TASK DIRECTIONS:
Reproduce verbatim the lines of the records that follow, beginning at the line containing "Category: concrete ground" and ending after the line containing "pixel 1218 192".

INPUT MATERIAL:
************

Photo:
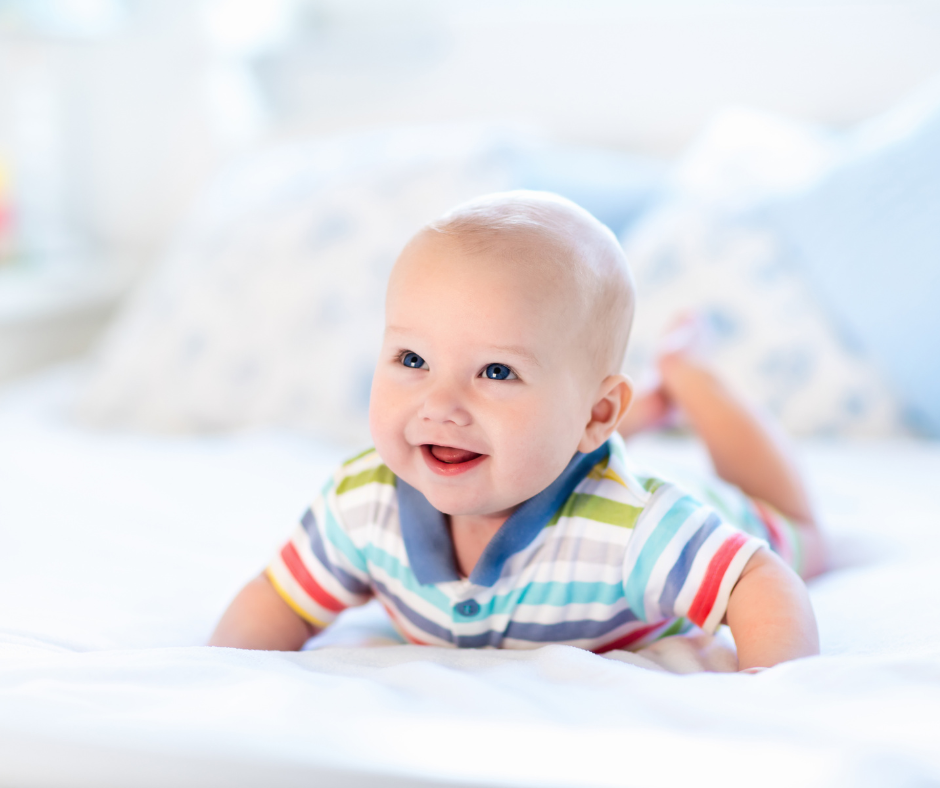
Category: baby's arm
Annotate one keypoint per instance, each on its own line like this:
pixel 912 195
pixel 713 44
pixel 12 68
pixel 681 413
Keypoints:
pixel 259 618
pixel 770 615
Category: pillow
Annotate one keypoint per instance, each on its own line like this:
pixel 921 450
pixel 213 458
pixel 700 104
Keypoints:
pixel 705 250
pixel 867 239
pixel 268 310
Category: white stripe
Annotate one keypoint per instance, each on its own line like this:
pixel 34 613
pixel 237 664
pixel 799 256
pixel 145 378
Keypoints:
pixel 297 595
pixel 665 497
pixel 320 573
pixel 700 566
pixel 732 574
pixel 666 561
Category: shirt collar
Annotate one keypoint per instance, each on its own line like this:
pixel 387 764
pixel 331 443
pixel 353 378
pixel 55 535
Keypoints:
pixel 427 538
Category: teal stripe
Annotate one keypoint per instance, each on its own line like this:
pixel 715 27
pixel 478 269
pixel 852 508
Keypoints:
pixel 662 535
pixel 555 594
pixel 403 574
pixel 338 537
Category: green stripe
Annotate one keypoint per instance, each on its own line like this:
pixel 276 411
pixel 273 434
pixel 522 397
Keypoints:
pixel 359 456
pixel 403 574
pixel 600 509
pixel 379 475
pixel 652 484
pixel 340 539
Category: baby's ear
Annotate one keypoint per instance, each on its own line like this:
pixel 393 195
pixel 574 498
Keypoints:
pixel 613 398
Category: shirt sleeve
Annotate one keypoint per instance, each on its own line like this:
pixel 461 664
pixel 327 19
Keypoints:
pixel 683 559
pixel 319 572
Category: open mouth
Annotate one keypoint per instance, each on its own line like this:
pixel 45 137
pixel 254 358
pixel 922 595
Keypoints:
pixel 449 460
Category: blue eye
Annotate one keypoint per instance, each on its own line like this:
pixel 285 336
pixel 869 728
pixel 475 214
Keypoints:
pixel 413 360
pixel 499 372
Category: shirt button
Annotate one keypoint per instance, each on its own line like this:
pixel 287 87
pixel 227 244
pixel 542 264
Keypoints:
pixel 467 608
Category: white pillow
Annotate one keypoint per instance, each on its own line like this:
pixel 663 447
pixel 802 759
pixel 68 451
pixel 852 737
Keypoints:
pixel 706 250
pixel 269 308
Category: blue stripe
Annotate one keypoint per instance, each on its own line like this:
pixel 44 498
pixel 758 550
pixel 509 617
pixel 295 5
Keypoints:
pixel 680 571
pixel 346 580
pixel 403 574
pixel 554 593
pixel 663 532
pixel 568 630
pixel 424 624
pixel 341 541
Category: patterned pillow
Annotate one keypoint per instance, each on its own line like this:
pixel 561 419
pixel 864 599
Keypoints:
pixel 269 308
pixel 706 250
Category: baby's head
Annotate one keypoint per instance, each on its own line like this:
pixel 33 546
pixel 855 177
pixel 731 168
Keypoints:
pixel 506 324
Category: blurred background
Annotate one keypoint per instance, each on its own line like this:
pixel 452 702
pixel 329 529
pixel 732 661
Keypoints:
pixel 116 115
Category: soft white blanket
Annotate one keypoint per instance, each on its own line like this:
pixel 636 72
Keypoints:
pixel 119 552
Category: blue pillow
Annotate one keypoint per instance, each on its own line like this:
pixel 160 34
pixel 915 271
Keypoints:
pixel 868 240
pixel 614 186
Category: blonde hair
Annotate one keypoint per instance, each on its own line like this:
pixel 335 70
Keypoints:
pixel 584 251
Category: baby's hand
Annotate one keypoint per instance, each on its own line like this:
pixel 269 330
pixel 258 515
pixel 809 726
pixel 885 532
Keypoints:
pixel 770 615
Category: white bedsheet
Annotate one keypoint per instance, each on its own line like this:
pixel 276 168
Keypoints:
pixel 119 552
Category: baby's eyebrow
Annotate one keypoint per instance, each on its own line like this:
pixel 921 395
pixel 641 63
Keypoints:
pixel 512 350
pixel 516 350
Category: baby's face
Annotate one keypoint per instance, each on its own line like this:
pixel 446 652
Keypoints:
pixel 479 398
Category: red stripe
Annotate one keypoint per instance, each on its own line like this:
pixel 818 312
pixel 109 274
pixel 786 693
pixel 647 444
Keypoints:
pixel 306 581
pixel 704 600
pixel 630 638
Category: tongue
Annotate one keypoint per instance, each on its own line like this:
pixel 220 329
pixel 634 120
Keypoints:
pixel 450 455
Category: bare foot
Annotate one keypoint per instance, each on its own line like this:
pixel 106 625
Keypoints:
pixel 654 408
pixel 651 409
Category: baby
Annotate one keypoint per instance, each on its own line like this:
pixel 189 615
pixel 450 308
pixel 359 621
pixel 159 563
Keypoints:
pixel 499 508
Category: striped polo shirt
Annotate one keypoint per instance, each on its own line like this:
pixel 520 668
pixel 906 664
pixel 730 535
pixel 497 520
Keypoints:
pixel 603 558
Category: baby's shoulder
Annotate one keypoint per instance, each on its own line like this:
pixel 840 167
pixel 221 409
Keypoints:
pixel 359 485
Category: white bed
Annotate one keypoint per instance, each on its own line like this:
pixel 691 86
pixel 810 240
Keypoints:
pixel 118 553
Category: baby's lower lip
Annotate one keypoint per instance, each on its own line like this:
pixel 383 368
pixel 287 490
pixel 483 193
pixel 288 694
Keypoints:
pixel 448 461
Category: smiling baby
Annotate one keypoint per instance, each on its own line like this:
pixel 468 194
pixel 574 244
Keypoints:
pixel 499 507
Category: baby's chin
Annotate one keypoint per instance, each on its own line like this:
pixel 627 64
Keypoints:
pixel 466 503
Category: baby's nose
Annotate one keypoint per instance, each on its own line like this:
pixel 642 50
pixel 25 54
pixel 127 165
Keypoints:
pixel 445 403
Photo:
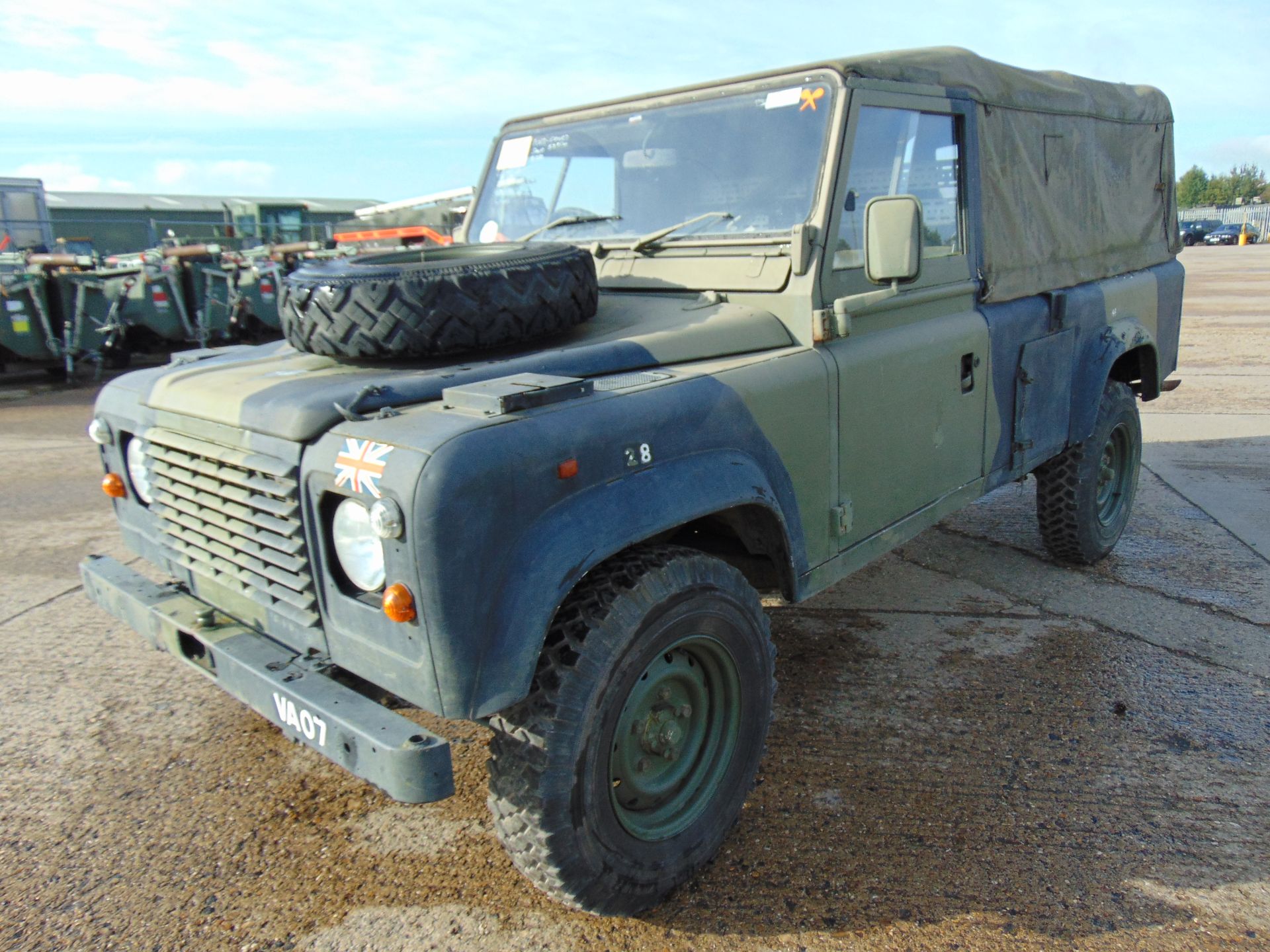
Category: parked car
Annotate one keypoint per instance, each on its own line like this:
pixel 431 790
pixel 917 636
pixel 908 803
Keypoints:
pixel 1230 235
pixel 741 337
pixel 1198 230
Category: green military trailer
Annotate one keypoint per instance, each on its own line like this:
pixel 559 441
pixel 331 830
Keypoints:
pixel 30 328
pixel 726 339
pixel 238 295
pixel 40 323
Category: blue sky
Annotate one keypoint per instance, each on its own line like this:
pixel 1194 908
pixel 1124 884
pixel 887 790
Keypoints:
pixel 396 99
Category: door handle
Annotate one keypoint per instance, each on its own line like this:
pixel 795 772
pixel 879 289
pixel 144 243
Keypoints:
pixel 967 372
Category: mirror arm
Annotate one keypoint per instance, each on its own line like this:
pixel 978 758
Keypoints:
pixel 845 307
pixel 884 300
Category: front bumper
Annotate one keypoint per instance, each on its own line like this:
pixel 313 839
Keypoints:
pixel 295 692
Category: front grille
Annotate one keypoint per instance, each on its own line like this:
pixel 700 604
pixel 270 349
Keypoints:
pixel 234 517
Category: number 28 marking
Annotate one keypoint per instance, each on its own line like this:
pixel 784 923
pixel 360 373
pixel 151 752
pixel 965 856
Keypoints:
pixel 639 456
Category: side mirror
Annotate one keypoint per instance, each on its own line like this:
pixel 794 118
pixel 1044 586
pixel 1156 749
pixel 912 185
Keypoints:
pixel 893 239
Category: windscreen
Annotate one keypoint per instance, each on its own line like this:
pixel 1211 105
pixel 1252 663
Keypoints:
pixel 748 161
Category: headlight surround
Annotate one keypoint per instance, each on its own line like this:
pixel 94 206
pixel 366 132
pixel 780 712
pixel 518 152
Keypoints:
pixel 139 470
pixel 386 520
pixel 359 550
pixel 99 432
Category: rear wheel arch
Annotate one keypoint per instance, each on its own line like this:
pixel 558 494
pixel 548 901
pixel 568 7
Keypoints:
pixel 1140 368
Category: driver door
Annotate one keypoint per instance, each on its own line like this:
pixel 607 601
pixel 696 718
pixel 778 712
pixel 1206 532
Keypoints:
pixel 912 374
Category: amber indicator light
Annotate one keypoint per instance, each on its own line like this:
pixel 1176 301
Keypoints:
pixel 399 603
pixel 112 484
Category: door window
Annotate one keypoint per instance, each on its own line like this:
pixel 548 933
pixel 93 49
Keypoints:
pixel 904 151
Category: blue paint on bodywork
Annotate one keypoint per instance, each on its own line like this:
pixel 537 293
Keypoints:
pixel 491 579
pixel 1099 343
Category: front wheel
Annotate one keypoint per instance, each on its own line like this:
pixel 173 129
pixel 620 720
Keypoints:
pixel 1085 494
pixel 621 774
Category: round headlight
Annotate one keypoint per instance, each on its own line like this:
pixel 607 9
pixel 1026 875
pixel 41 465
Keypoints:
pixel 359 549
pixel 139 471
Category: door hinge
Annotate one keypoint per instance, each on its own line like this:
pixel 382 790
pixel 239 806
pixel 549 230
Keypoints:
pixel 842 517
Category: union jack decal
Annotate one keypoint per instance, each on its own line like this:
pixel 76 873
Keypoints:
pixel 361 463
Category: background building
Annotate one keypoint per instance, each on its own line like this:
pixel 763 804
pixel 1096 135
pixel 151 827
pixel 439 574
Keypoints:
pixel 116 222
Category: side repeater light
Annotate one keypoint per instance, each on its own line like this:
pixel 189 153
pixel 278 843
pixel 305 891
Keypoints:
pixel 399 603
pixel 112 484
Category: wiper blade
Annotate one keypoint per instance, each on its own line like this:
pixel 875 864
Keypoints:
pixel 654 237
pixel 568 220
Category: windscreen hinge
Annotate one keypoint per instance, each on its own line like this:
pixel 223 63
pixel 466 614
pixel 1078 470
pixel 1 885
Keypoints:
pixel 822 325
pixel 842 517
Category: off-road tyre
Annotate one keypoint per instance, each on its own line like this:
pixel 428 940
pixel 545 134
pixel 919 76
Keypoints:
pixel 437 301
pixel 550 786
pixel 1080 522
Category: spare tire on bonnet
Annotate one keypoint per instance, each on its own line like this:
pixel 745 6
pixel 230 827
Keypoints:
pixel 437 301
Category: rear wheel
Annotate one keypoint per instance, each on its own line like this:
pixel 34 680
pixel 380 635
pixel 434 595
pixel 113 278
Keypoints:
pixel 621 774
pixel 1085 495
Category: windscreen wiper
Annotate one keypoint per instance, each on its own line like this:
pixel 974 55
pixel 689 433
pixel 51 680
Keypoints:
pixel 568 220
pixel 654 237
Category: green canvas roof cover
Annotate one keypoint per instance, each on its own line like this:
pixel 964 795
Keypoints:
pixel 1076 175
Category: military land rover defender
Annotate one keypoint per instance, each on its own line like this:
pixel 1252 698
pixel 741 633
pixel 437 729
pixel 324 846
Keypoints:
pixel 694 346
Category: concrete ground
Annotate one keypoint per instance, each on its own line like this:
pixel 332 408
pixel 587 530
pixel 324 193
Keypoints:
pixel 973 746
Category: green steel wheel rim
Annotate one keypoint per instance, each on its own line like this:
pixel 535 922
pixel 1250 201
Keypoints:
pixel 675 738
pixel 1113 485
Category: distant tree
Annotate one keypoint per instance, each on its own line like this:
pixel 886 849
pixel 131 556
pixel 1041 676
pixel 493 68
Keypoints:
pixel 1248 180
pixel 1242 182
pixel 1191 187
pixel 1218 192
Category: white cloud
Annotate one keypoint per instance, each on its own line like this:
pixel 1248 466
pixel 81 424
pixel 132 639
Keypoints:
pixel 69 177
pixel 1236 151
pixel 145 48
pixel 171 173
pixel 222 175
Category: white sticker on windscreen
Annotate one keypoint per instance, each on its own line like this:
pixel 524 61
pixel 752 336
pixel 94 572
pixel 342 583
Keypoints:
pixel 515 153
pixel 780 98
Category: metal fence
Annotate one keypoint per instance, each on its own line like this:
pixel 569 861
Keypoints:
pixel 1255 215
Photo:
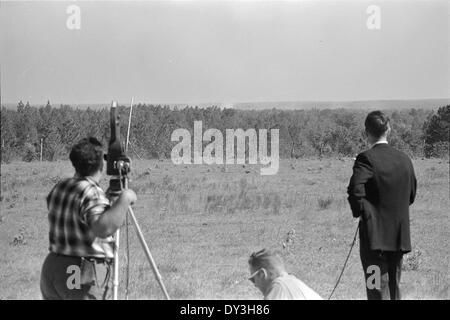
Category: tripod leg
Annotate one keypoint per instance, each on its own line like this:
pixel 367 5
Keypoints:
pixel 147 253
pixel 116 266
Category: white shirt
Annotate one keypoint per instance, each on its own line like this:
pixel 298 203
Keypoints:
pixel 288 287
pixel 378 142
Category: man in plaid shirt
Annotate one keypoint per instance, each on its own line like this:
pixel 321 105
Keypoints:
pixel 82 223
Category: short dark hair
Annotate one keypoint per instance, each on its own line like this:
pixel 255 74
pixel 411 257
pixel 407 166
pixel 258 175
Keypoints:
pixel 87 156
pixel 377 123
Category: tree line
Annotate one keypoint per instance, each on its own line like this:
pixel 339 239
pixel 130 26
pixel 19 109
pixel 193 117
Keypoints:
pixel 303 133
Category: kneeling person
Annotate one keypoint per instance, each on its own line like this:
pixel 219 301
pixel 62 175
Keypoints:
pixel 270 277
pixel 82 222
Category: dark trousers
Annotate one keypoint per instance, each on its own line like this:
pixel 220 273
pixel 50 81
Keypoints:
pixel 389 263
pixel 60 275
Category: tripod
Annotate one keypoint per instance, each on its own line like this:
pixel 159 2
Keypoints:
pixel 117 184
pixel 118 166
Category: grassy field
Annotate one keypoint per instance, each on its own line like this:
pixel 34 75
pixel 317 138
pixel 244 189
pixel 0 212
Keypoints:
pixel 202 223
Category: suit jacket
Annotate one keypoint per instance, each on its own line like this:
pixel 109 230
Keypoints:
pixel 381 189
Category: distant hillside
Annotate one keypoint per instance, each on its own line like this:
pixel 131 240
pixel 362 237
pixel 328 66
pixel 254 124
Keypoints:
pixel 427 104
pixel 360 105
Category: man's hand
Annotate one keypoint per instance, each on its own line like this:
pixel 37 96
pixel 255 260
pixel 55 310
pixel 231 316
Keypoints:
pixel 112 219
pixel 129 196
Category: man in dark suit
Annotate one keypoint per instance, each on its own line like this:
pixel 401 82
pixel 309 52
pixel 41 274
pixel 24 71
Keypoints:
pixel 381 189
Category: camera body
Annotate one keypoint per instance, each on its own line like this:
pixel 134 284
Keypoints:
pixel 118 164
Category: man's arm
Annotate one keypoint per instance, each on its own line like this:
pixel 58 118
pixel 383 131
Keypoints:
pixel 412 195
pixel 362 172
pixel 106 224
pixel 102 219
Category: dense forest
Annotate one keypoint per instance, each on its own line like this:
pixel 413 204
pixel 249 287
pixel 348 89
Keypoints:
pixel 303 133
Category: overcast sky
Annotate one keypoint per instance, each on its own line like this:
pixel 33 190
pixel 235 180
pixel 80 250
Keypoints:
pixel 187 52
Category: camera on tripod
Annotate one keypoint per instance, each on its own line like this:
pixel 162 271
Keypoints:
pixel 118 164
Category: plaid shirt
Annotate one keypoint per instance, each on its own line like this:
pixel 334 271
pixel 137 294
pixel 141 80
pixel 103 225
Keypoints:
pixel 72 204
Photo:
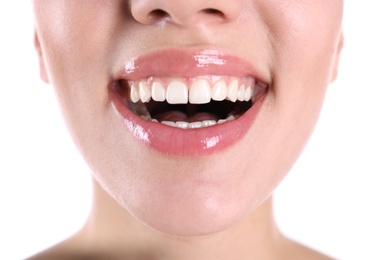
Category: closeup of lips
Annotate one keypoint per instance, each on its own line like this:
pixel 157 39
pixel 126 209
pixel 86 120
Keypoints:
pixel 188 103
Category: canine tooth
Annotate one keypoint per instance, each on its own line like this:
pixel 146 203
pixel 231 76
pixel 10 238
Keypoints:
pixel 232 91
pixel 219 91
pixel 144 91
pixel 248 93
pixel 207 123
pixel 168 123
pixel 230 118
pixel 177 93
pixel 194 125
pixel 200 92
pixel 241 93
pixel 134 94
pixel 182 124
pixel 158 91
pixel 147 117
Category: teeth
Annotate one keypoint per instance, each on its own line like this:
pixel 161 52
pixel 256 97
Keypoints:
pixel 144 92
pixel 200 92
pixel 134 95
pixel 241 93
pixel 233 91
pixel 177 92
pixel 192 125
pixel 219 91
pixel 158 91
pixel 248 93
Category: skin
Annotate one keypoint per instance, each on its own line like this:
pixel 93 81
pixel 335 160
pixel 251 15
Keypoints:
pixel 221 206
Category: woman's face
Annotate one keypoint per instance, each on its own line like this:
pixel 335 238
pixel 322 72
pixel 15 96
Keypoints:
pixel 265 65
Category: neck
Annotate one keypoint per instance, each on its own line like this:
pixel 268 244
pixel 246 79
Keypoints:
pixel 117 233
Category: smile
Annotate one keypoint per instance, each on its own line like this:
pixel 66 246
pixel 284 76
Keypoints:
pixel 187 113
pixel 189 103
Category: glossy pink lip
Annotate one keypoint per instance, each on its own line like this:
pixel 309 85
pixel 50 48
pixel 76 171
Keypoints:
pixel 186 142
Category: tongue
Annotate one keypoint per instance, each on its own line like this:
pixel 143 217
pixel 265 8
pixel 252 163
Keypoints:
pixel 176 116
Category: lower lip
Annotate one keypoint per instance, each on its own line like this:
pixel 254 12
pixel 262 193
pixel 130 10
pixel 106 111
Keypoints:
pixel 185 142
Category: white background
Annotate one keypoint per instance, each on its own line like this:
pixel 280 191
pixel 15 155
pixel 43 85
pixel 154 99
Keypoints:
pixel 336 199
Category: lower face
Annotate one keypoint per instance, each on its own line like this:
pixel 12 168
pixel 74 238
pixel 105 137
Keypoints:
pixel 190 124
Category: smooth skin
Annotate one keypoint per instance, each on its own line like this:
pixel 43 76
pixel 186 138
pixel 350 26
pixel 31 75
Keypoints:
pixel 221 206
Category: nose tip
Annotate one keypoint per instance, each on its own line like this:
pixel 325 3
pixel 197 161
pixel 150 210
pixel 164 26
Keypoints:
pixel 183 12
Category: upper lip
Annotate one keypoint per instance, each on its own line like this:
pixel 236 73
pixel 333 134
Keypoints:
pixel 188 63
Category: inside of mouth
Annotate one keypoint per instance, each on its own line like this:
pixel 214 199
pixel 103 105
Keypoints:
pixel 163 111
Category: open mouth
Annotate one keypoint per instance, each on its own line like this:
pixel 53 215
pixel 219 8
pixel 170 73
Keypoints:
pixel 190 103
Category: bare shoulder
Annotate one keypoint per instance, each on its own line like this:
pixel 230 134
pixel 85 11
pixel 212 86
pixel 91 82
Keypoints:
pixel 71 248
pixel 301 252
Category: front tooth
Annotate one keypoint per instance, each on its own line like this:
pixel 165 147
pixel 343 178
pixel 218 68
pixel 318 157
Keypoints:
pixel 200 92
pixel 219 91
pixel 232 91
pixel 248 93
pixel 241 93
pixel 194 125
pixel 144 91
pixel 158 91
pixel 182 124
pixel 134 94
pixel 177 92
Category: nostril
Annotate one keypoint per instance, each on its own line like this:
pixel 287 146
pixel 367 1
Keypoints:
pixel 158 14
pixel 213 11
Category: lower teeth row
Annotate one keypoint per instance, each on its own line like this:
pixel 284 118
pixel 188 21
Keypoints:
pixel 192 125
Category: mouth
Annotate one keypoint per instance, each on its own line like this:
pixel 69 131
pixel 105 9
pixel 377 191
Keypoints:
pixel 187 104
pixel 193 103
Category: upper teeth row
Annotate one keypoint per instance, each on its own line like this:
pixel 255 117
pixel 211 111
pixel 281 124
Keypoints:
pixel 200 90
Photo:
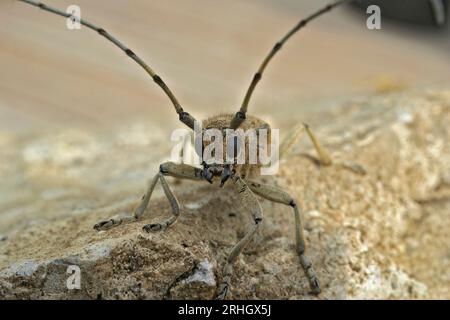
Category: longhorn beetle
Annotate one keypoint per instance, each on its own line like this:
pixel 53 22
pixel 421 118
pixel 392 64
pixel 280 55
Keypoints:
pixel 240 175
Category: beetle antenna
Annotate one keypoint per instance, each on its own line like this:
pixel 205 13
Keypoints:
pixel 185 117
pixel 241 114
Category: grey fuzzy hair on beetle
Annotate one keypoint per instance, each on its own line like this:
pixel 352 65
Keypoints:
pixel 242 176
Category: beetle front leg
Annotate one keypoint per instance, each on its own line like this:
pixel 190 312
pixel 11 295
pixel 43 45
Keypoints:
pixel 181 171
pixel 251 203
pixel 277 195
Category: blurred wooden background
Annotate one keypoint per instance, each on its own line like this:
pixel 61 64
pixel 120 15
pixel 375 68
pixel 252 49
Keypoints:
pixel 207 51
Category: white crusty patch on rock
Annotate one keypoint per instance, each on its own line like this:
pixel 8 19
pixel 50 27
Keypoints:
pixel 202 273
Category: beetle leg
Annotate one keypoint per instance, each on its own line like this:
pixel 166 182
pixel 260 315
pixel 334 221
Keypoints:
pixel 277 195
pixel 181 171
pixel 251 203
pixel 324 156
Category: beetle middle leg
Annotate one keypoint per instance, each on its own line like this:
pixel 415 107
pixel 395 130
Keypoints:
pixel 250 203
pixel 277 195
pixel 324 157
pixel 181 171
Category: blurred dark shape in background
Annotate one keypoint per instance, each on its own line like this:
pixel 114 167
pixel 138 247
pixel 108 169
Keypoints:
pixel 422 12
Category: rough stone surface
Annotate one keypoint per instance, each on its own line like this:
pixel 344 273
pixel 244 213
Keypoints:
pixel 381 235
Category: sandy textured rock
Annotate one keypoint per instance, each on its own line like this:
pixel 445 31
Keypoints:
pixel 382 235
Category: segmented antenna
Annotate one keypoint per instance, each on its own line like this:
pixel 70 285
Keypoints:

************

COMPLETED EXERCISE:
Category: concrete ground
Annotate one keypoint per instance, each on its own line like this:
pixel 332 408
pixel 587 530
pixel 324 193
Keypoints:
pixel 973 746
Category: green steel wheel rim
Annotate one keypoint per instance, each on its own line like this:
pixel 535 922
pixel 1250 201
Keypoints:
pixel 675 738
pixel 1113 485
Category: distant tree
Annotate one keypoint per instance, each on its own line like this:
pixel 886 849
pixel 131 556
pixel 1041 676
pixel 493 68
Keypoints:
pixel 1248 180
pixel 1242 182
pixel 1191 187
pixel 1218 192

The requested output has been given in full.